[What to produce] Could you copy word for word the lines of the material below, starting with the line that contains "For each instance of the white" and going on through the end of the material?

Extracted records
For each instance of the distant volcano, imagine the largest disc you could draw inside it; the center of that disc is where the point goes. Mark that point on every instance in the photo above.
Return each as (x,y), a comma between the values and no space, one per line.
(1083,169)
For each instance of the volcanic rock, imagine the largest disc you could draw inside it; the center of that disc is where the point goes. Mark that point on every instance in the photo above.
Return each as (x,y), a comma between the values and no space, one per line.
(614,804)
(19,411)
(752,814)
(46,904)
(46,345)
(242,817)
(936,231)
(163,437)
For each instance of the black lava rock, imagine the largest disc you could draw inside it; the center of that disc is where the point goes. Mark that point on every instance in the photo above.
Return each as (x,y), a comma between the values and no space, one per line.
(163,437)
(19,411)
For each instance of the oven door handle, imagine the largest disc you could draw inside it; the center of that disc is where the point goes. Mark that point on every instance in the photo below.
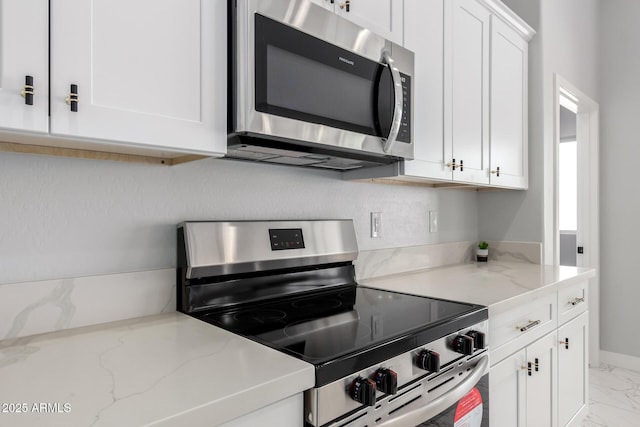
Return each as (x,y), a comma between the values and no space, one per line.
(433,408)
(396,121)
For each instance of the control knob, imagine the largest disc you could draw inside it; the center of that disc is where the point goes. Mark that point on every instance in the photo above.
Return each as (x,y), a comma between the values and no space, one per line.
(363,390)
(428,360)
(463,344)
(478,339)
(386,380)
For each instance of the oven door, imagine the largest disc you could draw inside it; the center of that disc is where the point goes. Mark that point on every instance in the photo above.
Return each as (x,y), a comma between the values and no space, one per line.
(472,410)
(465,405)
(302,83)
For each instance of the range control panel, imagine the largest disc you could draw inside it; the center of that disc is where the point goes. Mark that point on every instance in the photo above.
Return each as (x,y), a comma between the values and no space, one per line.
(288,238)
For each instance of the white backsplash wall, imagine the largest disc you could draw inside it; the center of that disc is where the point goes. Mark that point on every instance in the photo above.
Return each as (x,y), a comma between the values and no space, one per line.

[Problem solution]
For each instance of the white backsplash wall, imagine the largest disc you could draw inside it; the center of that disc is where the point goes. Mark that point on every instance in the photo above.
Return each as (x,y), a comma between the values and no space, one per line.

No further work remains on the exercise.